#### DATA IN THIS EXERCISE ####
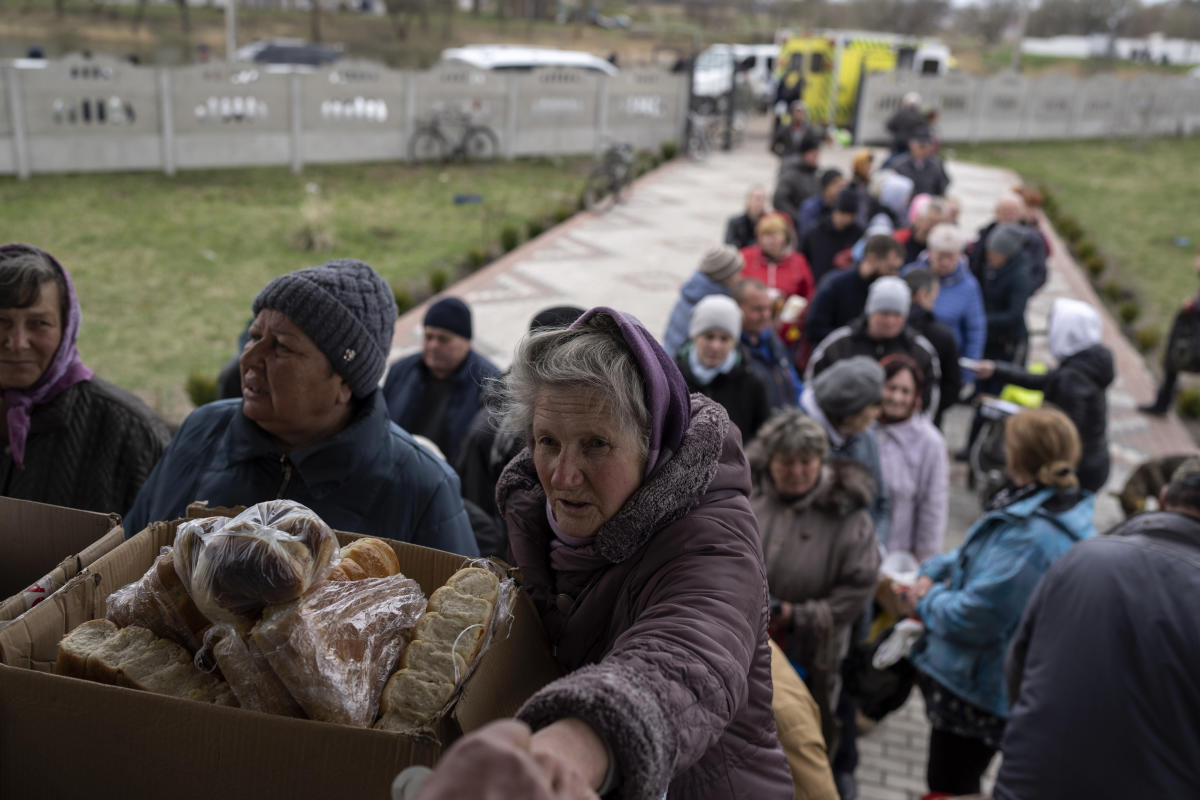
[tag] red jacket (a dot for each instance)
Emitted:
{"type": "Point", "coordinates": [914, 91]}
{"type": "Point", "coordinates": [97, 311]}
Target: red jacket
{"type": "Point", "coordinates": [790, 276]}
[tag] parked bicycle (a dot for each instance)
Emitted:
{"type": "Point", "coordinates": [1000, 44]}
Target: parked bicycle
{"type": "Point", "coordinates": [609, 178]}
{"type": "Point", "coordinates": [453, 136]}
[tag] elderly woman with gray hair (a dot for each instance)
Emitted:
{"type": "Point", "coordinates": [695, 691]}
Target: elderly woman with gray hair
{"type": "Point", "coordinates": [819, 546]}
{"type": "Point", "coordinates": [629, 517]}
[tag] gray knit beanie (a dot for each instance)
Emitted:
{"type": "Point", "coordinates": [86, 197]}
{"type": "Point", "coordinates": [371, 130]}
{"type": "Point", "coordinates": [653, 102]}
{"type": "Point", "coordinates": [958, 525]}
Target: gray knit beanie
{"type": "Point", "coordinates": [849, 386]}
{"type": "Point", "coordinates": [721, 263]}
{"type": "Point", "coordinates": [347, 310]}
{"type": "Point", "coordinates": [1006, 239]}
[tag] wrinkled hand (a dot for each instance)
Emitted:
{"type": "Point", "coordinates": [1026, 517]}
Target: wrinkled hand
{"type": "Point", "coordinates": [498, 762]}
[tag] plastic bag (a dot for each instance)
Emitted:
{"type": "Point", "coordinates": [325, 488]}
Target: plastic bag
{"type": "Point", "coordinates": [270, 553]}
{"type": "Point", "coordinates": [159, 601]}
{"type": "Point", "coordinates": [335, 647]}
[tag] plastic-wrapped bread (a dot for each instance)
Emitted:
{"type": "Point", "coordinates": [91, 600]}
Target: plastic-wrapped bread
{"type": "Point", "coordinates": [159, 601]}
{"type": "Point", "coordinates": [270, 553]}
{"type": "Point", "coordinates": [335, 647]}
{"type": "Point", "coordinates": [445, 644]}
{"type": "Point", "coordinates": [365, 558]}
{"type": "Point", "coordinates": [250, 675]}
{"type": "Point", "coordinates": [136, 657]}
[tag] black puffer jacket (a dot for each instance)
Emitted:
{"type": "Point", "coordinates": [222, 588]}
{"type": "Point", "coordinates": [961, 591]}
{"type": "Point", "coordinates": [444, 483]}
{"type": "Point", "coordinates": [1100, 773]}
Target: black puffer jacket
{"type": "Point", "coordinates": [90, 447]}
{"type": "Point", "coordinates": [1078, 386]}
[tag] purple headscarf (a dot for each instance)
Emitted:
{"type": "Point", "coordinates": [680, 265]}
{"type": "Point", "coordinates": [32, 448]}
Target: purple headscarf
{"type": "Point", "coordinates": [670, 408]}
{"type": "Point", "coordinates": [65, 370]}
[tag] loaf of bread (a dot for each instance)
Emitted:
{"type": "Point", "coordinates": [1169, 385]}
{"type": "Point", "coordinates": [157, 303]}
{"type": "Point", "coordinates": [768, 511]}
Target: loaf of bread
{"type": "Point", "coordinates": [136, 657]}
{"type": "Point", "coordinates": [271, 553]}
{"type": "Point", "coordinates": [160, 602]}
{"type": "Point", "coordinates": [445, 643]}
{"type": "Point", "coordinates": [250, 675]}
{"type": "Point", "coordinates": [365, 558]}
{"type": "Point", "coordinates": [335, 647]}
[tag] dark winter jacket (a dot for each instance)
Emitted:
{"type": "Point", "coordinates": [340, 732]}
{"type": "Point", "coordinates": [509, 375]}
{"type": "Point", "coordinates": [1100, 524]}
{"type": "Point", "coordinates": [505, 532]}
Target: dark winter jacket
{"type": "Point", "coordinates": [1078, 386]}
{"type": "Point", "coordinates": [739, 232]}
{"type": "Point", "coordinates": [1006, 292]}
{"type": "Point", "coordinates": [928, 176]}
{"type": "Point", "coordinates": [405, 388]}
{"type": "Point", "coordinates": [797, 182]}
{"type": "Point", "coordinates": [1035, 248]}
{"type": "Point", "coordinates": [839, 299]}
{"type": "Point", "coordinates": [742, 391]}
{"type": "Point", "coordinates": [774, 364]}
{"type": "Point", "coordinates": [942, 338]}
{"type": "Point", "coordinates": [666, 647]}
{"type": "Point", "coordinates": [852, 340]}
{"type": "Point", "coordinates": [1105, 696]}
{"type": "Point", "coordinates": [90, 447]}
{"type": "Point", "coordinates": [823, 244]}
{"type": "Point", "coordinates": [369, 479]}
{"type": "Point", "coordinates": [697, 287]}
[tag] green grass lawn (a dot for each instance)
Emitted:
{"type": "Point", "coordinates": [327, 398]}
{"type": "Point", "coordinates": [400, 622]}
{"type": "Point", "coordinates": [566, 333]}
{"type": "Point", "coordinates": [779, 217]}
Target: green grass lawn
{"type": "Point", "coordinates": [166, 268]}
{"type": "Point", "coordinates": [1134, 199]}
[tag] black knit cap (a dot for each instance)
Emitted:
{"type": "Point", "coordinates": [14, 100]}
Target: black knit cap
{"type": "Point", "coordinates": [450, 314]}
{"type": "Point", "coordinates": [347, 310]}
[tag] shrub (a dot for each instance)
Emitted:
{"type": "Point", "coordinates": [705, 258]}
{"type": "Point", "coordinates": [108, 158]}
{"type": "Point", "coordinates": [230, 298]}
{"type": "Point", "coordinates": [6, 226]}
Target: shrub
{"type": "Point", "coordinates": [1189, 402]}
{"type": "Point", "coordinates": [201, 388]}
{"type": "Point", "coordinates": [1128, 311]}
{"type": "Point", "coordinates": [475, 259]}
{"type": "Point", "coordinates": [509, 238]}
{"type": "Point", "coordinates": [1147, 338]}
{"type": "Point", "coordinates": [403, 298]}
{"type": "Point", "coordinates": [438, 280]}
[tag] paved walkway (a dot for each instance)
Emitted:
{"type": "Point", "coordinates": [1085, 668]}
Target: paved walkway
{"type": "Point", "coordinates": [636, 257]}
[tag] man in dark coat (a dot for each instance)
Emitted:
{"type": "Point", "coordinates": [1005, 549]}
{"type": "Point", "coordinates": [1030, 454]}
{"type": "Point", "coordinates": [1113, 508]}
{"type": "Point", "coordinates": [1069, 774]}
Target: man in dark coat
{"type": "Point", "coordinates": [924, 287]}
{"type": "Point", "coordinates": [881, 331]}
{"type": "Point", "coordinates": [1104, 695]}
{"type": "Point", "coordinates": [436, 392]}
{"type": "Point", "coordinates": [312, 425]}
{"type": "Point", "coordinates": [797, 179]}
{"type": "Point", "coordinates": [763, 346]}
{"type": "Point", "coordinates": [922, 166]}
{"type": "Point", "coordinates": [827, 245]}
{"type": "Point", "coordinates": [841, 296]}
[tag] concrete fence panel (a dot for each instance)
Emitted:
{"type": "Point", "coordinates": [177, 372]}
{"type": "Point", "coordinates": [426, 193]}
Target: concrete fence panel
{"type": "Point", "coordinates": [232, 115]}
{"type": "Point", "coordinates": [90, 115]}
{"type": "Point", "coordinates": [558, 112]}
{"type": "Point", "coordinates": [646, 107]}
{"type": "Point", "coordinates": [354, 110]}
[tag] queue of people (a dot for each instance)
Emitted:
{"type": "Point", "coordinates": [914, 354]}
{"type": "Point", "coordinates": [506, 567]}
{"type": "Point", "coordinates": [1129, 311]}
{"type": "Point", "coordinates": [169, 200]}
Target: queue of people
{"type": "Point", "coordinates": [696, 525]}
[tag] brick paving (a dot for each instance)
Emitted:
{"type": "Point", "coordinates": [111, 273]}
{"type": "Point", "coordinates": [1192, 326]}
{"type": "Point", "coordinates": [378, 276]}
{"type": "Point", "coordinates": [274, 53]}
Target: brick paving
{"type": "Point", "coordinates": [636, 257]}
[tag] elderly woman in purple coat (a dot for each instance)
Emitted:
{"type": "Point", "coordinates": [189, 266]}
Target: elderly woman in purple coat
{"type": "Point", "coordinates": [629, 517]}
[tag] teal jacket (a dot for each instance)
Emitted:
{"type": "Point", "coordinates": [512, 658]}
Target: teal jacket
{"type": "Point", "coordinates": [981, 590]}
{"type": "Point", "coordinates": [372, 477]}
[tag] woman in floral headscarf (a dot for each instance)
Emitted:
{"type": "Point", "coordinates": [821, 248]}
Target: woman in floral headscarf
{"type": "Point", "coordinates": [71, 439]}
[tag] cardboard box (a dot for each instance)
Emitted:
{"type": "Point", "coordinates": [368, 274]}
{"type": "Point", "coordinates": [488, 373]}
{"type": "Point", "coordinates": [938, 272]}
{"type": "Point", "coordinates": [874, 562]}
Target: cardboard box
{"type": "Point", "coordinates": [45, 546]}
{"type": "Point", "coordinates": [61, 737]}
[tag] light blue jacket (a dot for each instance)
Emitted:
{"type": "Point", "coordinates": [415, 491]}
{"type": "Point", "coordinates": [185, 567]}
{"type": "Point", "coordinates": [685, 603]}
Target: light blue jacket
{"type": "Point", "coordinates": [981, 590]}
{"type": "Point", "coordinates": [697, 287]}
{"type": "Point", "coordinates": [959, 306]}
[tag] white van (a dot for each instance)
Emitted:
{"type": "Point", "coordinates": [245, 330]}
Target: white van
{"type": "Point", "coordinates": [517, 58]}
{"type": "Point", "coordinates": [714, 68]}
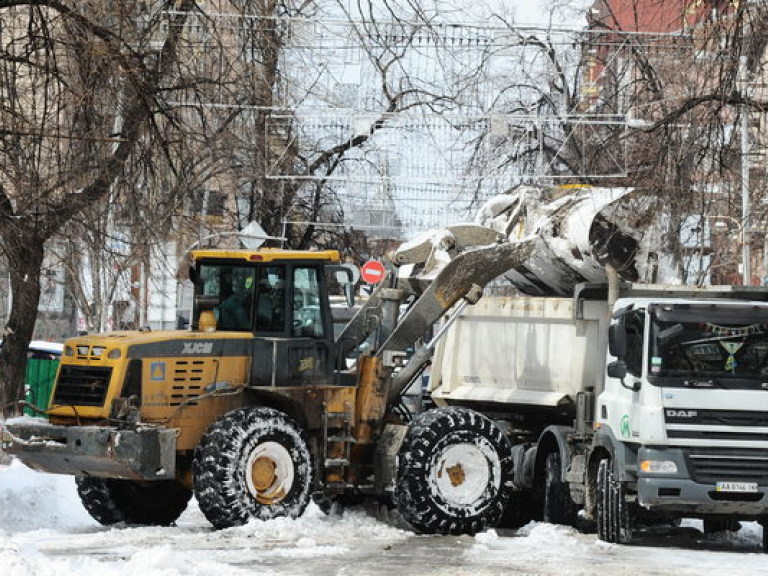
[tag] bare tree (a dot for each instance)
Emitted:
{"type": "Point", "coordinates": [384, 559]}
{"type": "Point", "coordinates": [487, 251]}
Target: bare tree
{"type": "Point", "coordinates": [78, 94]}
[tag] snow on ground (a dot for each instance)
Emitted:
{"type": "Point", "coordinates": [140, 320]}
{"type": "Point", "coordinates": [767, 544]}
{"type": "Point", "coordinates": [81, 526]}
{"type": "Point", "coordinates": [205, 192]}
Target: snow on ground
{"type": "Point", "coordinates": [44, 530]}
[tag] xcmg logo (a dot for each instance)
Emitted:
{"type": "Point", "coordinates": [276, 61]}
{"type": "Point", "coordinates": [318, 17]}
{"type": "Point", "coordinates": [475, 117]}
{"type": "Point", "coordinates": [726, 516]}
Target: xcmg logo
{"type": "Point", "coordinates": [197, 348]}
{"type": "Point", "coordinates": [672, 413]}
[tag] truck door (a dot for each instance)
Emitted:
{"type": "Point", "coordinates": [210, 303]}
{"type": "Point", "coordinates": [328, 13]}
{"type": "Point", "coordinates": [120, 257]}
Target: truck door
{"type": "Point", "coordinates": [293, 344]}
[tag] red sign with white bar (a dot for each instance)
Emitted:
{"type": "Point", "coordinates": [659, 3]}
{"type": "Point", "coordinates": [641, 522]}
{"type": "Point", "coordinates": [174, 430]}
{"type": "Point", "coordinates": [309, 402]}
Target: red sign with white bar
{"type": "Point", "coordinates": [373, 272]}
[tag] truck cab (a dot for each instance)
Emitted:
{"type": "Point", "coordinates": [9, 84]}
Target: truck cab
{"type": "Point", "coordinates": [685, 404]}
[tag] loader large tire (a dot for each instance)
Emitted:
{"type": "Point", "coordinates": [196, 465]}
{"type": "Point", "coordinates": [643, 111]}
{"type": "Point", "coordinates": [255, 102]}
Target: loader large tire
{"type": "Point", "coordinates": [452, 474]}
{"type": "Point", "coordinates": [558, 508]}
{"type": "Point", "coordinates": [252, 463]}
{"type": "Point", "coordinates": [614, 514]}
{"type": "Point", "coordinates": [110, 501]}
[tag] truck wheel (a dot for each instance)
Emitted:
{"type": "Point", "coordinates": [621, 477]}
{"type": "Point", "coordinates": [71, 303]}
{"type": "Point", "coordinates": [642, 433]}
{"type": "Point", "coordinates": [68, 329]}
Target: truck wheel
{"type": "Point", "coordinates": [252, 463]}
{"type": "Point", "coordinates": [558, 506]}
{"type": "Point", "coordinates": [110, 501]}
{"type": "Point", "coordinates": [452, 472]}
{"type": "Point", "coordinates": [614, 518]}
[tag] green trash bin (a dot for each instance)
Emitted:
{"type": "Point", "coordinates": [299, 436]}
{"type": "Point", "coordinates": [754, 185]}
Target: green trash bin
{"type": "Point", "coordinates": [41, 374]}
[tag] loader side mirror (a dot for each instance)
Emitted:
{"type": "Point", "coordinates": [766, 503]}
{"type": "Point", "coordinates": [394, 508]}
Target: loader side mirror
{"type": "Point", "coordinates": [617, 340]}
{"type": "Point", "coordinates": [347, 276]}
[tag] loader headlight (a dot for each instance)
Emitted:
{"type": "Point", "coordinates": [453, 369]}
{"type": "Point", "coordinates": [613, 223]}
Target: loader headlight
{"type": "Point", "coordinates": [658, 466]}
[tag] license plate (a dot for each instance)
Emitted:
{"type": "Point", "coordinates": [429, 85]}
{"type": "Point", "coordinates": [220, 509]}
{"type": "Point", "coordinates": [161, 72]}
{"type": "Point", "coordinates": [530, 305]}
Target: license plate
{"type": "Point", "coordinates": [736, 486]}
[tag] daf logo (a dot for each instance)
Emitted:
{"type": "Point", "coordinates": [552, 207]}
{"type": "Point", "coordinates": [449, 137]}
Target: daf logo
{"type": "Point", "coordinates": [682, 413]}
{"type": "Point", "coordinates": [197, 348]}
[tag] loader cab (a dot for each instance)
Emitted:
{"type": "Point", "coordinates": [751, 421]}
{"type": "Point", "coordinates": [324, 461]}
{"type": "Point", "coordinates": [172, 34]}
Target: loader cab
{"type": "Point", "coordinates": [279, 300]}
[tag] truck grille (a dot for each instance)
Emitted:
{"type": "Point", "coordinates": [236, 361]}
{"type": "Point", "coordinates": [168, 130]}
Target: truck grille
{"type": "Point", "coordinates": [710, 465]}
{"type": "Point", "coordinates": [82, 385]}
{"type": "Point", "coordinates": [733, 425]}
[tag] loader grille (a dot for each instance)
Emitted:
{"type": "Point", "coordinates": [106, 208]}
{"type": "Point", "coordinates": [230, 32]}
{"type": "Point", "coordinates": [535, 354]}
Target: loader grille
{"type": "Point", "coordinates": [708, 466]}
{"type": "Point", "coordinates": [82, 385]}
####
◆ WORK TO DO ◆
Each line from the one containing "[tag] truck grille (a dot for each instance)" to the final line of the entries above must be returned exactly, and no other line may appear.

◆ RESULT OF THE TASK ◆
[tag] truck grille (a dot for each instance)
Emitted:
{"type": "Point", "coordinates": [236, 361]}
{"type": "Point", "coordinates": [168, 130]}
Target: truck grille
{"type": "Point", "coordinates": [710, 465]}
{"type": "Point", "coordinates": [82, 385]}
{"type": "Point", "coordinates": [733, 425]}
[tag] loader grille (a dot for each instance)
Emitted:
{"type": "Point", "coordinates": [106, 208]}
{"type": "Point", "coordinates": [230, 32]}
{"type": "Point", "coordinates": [535, 354]}
Target: loader grille
{"type": "Point", "coordinates": [708, 466]}
{"type": "Point", "coordinates": [82, 385]}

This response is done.